▶ _EXTRACT_:
In this part of the paper, we will look more closely at the discriminating factors of labor markets in developing and developed nations. For this task, we examine sectoral distinctions, migration and institutions in this order. Due to the diversity of the two groups “developed” and “developing”, we will focus our work on the groups of countries as found in most common literature on the subject.
The sectors of employment can be divided into three different classifications. First, we can divide public and private sectors, second, manufacturing and agriculture, and as a third, formal and informal sectors. The latter we will consider under point 3.4.
The Washington Consensus1 warrants – among many other policy recommendations2 – a reduction in public sector employment. This is not very easy in practice, since public employment is often regulated by laws which can reduce the necessary flexibility to curb the scope of it. In many developing countries, wages for public servants make up a very significant part of total government spending if it is not the single most important. This might be one of the reasons for the policy recommendation of the Washington Consensus.
Furthermore, because of the importance of public employment, there might be a serious impact on the labor market in both its private and informal sector. ILO states on its homepage that: “...an estimated 435 million are employed in the public sector in general”

▶ _SHORT EXERCISE A_:
Copy the entries from their start through the line containing "point(54, 132)", leaving out any pictures.
The passage and the entries have no connection to each other.

Entries for pointing and labeling:
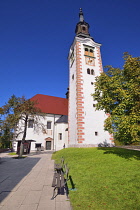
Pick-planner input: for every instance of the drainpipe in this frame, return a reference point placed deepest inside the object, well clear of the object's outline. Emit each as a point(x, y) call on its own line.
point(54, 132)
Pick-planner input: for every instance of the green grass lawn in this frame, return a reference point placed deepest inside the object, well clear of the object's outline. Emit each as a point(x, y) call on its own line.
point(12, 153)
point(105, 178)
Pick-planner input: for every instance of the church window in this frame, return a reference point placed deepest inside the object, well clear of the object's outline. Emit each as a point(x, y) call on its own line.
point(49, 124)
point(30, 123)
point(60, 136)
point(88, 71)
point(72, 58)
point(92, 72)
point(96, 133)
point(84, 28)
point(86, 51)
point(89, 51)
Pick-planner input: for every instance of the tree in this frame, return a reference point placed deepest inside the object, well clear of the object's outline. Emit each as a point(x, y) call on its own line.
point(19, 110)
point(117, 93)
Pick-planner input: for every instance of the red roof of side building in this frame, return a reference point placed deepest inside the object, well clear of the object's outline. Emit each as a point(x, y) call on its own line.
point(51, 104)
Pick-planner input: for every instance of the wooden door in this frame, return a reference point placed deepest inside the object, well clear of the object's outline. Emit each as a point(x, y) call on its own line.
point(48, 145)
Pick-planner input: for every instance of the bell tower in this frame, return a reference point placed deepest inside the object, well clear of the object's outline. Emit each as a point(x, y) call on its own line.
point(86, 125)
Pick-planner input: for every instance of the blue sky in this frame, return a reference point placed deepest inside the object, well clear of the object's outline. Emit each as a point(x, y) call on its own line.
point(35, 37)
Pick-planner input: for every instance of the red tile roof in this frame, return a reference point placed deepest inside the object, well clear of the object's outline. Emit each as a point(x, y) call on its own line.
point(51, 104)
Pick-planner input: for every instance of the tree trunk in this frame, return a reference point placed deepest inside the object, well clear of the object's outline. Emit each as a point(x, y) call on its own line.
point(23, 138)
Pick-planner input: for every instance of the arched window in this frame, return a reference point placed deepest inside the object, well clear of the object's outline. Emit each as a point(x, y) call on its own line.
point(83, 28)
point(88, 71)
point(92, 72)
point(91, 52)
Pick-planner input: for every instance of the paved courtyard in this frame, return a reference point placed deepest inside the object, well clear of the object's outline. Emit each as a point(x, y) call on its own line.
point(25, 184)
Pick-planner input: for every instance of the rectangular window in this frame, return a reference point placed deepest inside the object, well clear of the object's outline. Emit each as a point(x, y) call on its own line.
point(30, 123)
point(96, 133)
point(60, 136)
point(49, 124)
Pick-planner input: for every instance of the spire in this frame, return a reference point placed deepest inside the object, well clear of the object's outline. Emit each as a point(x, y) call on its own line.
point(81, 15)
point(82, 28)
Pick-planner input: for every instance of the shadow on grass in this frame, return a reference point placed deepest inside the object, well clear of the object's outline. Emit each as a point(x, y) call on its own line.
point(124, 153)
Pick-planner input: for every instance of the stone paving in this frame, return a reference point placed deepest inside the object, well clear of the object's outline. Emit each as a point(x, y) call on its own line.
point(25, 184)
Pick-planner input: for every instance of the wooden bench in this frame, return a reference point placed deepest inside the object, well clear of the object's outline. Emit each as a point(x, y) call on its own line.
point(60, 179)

▶ _SHORT EXERCISE B_:
Answer these questions from the labor markets passage:
(i) Into how many classifications can the sectors of employment be divided?
(ii) What does the Washington Consensus warrant a reduction in?
(iii) According to the ILO homepage, an estimated how many people are employed in the public sector?

▶ _TASK OUTPUT A_:
Pick-planner input: for every instance of the drainpipe in this frame, return a reference point placed deepest inside the object, well clear of the object's outline. Emit each as a point(x, y) call on its own line.
point(54, 132)

▶ _TASK OUTPUT B_:
(i) Three.
(ii) Public sector employment.
(iii) 435 million.